■ **Exercise description**:
Rewrite the records starting at the line containing "of the blue" and ending at the final line of the records, both ends included, keeping the requests and multiplying every pixel coordinate in the answers by 0.7. Round each result to a whole number, with halves rounded up.

Records excerpted from a collection

■ ■ ■ ■ ■ ■ ■

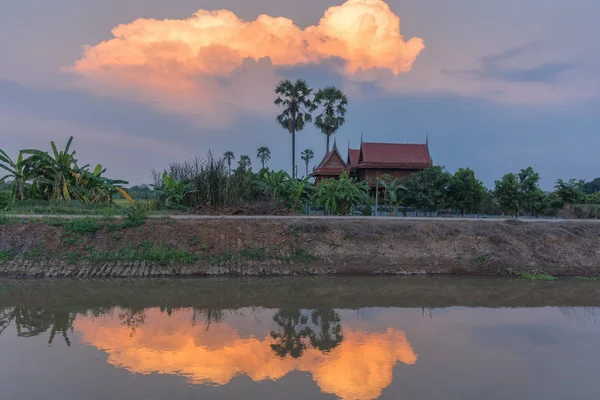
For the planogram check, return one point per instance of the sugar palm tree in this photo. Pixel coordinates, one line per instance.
(307, 155)
(244, 162)
(17, 172)
(263, 154)
(332, 103)
(229, 157)
(294, 99)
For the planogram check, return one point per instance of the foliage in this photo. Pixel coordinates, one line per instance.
(306, 156)
(294, 100)
(210, 182)
(507, 193)
(340, 195)
(570, 192)
(332, 103)
(428, 189)
(465, 191)
(228, 155)
(171, 193)
(593, 198)
(5, 200)
(393, 188)
(516, 192)
(244, 163)
(592, 186)
(263, 154)
(135, 216)
(536, 277)
(59, 177)
(17, 172)
(282, 188)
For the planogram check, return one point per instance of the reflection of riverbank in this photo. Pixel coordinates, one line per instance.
(359, 367)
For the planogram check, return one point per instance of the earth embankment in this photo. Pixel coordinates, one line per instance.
(296, 246)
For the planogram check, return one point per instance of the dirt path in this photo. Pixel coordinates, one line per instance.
(267, 246)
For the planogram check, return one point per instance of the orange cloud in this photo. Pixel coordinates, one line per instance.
(183, 59)
(359, 368)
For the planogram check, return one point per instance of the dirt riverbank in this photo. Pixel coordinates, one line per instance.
(296, 246)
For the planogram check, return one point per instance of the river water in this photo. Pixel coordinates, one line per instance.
(300, 338)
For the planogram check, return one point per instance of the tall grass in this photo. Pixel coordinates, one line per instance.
(210, 182)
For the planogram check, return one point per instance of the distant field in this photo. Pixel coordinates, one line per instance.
(73, 207)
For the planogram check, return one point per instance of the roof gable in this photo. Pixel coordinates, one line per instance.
(394, 155)
(332, 164)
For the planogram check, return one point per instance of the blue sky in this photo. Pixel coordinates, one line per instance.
(498, 86)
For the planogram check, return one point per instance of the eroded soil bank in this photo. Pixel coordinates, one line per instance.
(296, 246)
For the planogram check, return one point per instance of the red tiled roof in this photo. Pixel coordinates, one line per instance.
(323, 169)
(394, 155)
(353, 156)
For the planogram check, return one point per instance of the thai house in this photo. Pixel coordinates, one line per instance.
(372, 160)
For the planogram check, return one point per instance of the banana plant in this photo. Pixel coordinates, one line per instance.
(17, 173)
(172, 192)
(53, 172)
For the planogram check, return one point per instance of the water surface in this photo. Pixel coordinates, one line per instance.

■ ■ ■ ■ ■ ■ ■

■ **Answer below**:
For the planogram check, return one point per instance of the blue sky in this photo. Pixel coordinates, one line per instance.
(349, 60)
For the planogram check, return one point per instance of the eroded soil bank in this photo. Pixel coordinates, one line per instance.
(207, 172)
For the planogram check, return one point per instance of the red tiled roof in this photo. Pixel coordinates, one line per instance.
(226, 118)
(276, 109)
(247, 109)
For the planogram check, return one point per instance of the thai house in this photo. Pixel coordinates, one line per instance.
(260, 112)
For the planogram check, return one point per instance of the banana plant in this photo. Pixel coordinates, one line per instance.
(12, 121)
(120, 134)
(37, 120)
For the planogram check, return one point per instance of the water surface in this photo. Pixel coordinates, one line per instance.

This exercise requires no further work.